- Assignment
Filter the entries below, keeping only lines with the word "pointer".

START Recorded information

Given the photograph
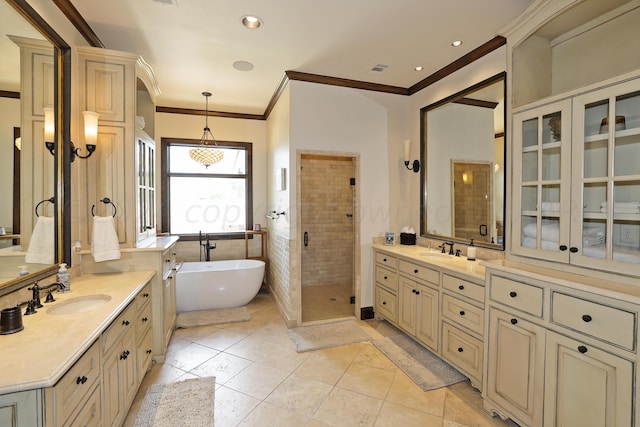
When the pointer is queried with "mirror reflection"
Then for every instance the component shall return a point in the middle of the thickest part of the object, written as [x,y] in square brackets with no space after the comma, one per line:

END Recorded information
START Recorded information

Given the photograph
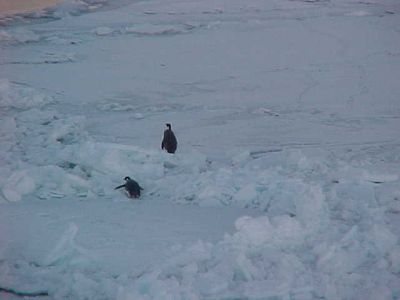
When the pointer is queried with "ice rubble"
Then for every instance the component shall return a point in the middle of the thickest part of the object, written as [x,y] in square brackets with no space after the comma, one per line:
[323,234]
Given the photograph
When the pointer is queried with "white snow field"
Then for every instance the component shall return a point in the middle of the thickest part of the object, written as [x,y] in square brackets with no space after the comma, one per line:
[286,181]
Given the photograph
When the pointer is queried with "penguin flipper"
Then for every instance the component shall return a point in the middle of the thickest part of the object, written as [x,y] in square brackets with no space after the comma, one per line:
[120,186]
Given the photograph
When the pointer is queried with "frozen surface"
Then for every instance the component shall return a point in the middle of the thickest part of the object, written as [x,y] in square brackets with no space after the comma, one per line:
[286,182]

END Recorded information

- Result for this exercise
When the pointer is queried with "mirror reflection"
When the pointer is queried with "ice rubble"
When the pointer is queried with "white snow field"
When the pointer is queried with "penguin flipper"
When the pointer is queried with "frozen surface"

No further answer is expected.